-- Begin INFORMATION GIVEN --

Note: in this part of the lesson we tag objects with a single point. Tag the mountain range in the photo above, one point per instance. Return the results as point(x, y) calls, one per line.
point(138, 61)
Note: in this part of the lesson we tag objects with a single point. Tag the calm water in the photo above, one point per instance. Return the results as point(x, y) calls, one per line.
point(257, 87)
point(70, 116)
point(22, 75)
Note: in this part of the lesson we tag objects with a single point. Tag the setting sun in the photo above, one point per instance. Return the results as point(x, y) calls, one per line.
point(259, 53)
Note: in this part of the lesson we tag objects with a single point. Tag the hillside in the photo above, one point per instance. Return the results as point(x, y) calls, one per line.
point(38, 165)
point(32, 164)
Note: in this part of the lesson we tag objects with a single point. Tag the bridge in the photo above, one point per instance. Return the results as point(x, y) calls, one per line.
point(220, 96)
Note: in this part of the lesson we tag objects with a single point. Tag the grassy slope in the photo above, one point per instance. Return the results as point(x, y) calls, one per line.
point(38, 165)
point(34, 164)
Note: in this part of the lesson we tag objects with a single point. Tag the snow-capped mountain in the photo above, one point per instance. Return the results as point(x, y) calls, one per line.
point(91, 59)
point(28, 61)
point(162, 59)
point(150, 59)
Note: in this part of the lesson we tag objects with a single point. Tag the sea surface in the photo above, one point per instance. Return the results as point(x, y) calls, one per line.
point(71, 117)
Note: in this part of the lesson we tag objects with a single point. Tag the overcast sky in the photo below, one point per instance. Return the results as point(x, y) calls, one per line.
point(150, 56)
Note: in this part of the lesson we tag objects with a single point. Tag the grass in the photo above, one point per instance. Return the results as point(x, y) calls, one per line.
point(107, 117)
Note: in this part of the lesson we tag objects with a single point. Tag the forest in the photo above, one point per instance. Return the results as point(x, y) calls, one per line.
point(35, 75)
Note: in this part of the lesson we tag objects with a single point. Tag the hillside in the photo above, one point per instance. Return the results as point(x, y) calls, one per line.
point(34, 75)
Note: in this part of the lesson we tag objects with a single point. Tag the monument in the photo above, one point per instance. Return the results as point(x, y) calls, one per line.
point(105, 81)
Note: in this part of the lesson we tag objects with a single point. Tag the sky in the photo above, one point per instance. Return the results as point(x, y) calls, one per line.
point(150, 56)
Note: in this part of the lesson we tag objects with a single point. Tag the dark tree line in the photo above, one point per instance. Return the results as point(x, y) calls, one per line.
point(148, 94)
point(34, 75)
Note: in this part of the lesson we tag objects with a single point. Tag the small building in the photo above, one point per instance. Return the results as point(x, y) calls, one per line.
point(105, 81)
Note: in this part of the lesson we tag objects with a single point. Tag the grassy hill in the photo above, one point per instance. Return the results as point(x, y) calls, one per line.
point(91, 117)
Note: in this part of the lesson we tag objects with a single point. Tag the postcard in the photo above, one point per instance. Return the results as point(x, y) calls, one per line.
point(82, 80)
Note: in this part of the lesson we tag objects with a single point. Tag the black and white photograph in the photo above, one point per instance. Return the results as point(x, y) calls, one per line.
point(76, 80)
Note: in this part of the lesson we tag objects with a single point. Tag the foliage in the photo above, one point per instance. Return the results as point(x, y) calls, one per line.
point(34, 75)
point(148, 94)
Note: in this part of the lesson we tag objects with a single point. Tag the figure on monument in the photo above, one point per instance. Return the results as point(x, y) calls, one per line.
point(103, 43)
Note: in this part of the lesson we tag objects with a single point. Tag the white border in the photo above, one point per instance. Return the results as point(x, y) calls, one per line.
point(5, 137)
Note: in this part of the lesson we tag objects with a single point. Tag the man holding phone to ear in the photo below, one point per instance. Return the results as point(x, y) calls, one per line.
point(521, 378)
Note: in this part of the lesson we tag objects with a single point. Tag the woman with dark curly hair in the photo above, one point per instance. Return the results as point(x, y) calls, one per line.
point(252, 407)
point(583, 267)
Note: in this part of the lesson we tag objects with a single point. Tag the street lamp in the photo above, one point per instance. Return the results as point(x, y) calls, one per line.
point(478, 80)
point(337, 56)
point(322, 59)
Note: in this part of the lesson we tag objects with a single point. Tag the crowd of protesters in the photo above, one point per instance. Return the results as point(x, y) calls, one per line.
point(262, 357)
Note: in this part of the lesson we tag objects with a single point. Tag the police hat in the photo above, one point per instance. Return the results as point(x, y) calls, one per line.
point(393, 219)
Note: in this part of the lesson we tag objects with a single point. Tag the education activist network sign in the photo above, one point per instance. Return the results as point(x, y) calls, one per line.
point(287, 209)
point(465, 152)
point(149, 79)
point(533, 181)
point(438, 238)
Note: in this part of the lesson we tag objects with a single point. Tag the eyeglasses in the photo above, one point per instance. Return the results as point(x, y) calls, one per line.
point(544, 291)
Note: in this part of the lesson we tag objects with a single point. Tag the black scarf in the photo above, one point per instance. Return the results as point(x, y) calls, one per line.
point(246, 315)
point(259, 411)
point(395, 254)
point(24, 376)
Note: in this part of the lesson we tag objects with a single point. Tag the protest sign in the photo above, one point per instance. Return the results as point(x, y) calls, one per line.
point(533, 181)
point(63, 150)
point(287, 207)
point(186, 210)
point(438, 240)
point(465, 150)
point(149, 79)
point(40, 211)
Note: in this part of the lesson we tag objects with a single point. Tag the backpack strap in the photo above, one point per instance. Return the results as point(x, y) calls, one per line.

-- End INFORMATION GIVEN --

## WRITTEN TASK
Copy all of the data above word for word, keeping every line the same.

## RESPONSE TO THE TASK
Note: in this part of the lesson we tag objects with a single point. Tag the mountain range in the photo above, one point per instance. Return the results as point(x, y) calls, one per line.
point(138, 61)
Note: in this part of the lesson we tag objects with a single point. Tag the calm water in the photo above, one point per instance. Return the results as point(x, y) calls, one per line.
point(257, 87)
point(70, 116)
point(22, 75)
Note: in this part of the lesson we tag objects with a single point. Tag the setting sun in the photo above, one point per instance. Return the results as point(x, y) calls, one per line.
point(259, 53)
Note: in this part of the lesson we tag objects with a single point. Tag the hillside in the photo above, one point per instance. Return the results as point(x, y) calls, one per line.
point(38, 165)
point(32, 164)
Note: in this part of the lesson we tag objects with a single point. Tag the bridge in the photo above, one point per instance. Return the results as point(x, y) calls, one per line.
point(220, 96)
Note: in this part of the lesson we tag objects with a single point. Tag the grassy slope in the photo above, one point per instance. Return the results as point(x, y) calls, one per line.
point(38, 165)
point(34, 164)
Note: in this part of the lesson we tag objects with a single point. Tag the snow-capped mountain in the photo above, one point per instance. Return the results as point(x, y) calls, one per line.
point(91, 59)
point(28, 61)
point(162, 59)
point(150, 59)
Note: in this part of the lesson we tag objects with a single point. Tag the sea surface in the photo above, one point per instance. Return the results as point(x, y) calls, one per line.
point(71, 117)
Note: in this part of the lesson we tag objects with a single point. Tag the overcast sky in the photo below, one point per instance. Return the results as point(x, y) calls, one per line.
point(150, 56)
Note: in this part of the lesson we tag objects with a single point. Tag the grass in the photo above, one point per instance. Return the results as point(x, y) calls, one per line.
point(107, 117)
Note: in this part of the lesson we tag objects with a single point. Tag the forest in the photo above, one point per instance. Return the results as point(x, y) calls, one per line.
point(35, 75)
Note: in this part of the lesson we tag objects with a single point. Tag the hillside in the photo above, one point per instance. Return the results as point(x, y) calls, one per line.
point(34, 75)
Note: in this part of the lesson we tag objects with a single point. Tag the monument in the photo above, one point per instance. Return the results as point(x, y) calls, one per line.
point(105, 81)
Note: in this part of the lesson we tag objects with a single point. Tag the sky in the photo above, one point per instance. Return the results as point(x, y) calls, one per line.
point(150, 56)
Note: in this part of the lesson we tag objects with a single point. Tag the dark tree line in the photo above, one point per instance. Return the results as point(x, y) calls, one per line.
point(148, 94)
point(34, 75)
Note: in this part of the lesson we tag objects with a single point. Tag the small building in the photo above, one point per instance. Return the results as point(x, y) calls, one per line.
point(105, 81)
Note: in this part of the lesson we tag objects with a single point. Tag the grassy hill in the photo above, one point per instance. Return the results as point(x, y) calls, one per line.
point(91, 117)
Note: in this part of the lesson we tag objects with a single point. Tag the postcard in the photo above, one point per instance. Return the results as point(x, y) calls, one per line.
point(82, 80)
Note: in this part of the lesson we tag objects with a single point. Tag the black and white photograph in the photo above, one point per instance. Return the results as point(x, y) calls, one per line.
point(76, 80)
Note: in this part of the lesson we tag objects with a single point. Tag the foliage in the photo above, one point per instance. Return the results as point(x, y) calls, one per line.
point(34, 75)
point(148, 94)
Note: in this part of the lesson we tag objects with a single point. Tag the figure on monument in the photo above, one point per instance. Return the results as point(x, y) calls, one per line.
point(103, 43)
Note: in this part of the lesson we tag objects with a single point. Tag the white border in the photo above, one point per instance. Return the results as point(x, y) calls, one per line.
point(5, 137)
Note: in this part of the lesson we tag objects with a single point. Tag the man holding phone to ear in the photo below, one point per instance. Return the results as point(x, y) calls, one per line.
point(521, 378)
Note: in this part of the lesson we tag objects with a single point. Tag the woman with dark curly hair in the photo above, one point per instance. Return the results as point(x, y) calls, one per line.
point(252, 407)
point(583, 267)
Note: in this part of the lesson we tag objects with a single point. Tag the street lamp in the photo above, one point per instance. Return the results as point(x, y) calls, one per line.
point(478, 80)
point(337, 56)
point(322, 59)
Note: in this part of the lesson we tag objects with a single point. Tag the crowd of protesters in the photo above, one point per instance. Return the results as point(x, y) calls, one per line.
point(262, 357)
Note: in this part of the lesson we tag objects with a single point. Tag the police hat in the photo above, one point per instance. Return the results as point(x, y) calls, one per line.
point(393, 219)
Note: in this part of the lesson we tag objects with a single point. Tag the education activist network sign in the photo above, one point per instance. Return the results as point(x, y) calls, one per line.
point(287, 209)
point(465, 152)
point(149, 79)
point(533, 181)
point(438, 238)
Note: in this part of the lesson we tag objects with a single point. Tag the eyeglasses in the photo above, one point per instance. Return the results as point(x, y) calls, one per line.
point(544, 291)
Note: in this part of the lesson we tag objects with a single point. Tag the black scarf in the photo above, one point per instance. Return the results as point(x, y) calls, one per line.
point(246, 315)
point(259, 411)
point(395, 254)
point(24, 376)
Note: in this part of the lesson we tag objects with a single point. Tag the protest sign in the photo above, one point per instance. Return the results as point(x, y) calls, one per line.
point(533, 181)
point(63, 150)
point(287, 207)
point(186, 210)
point(438, 240)
point(465, 150)
point(149, 79)
point(40, 211)
Note: in this part of the lesson we tag objects with a single point. Tag the backpack strap in the photo above, one point per instance. Return the results as point(x, y) calls, one per line.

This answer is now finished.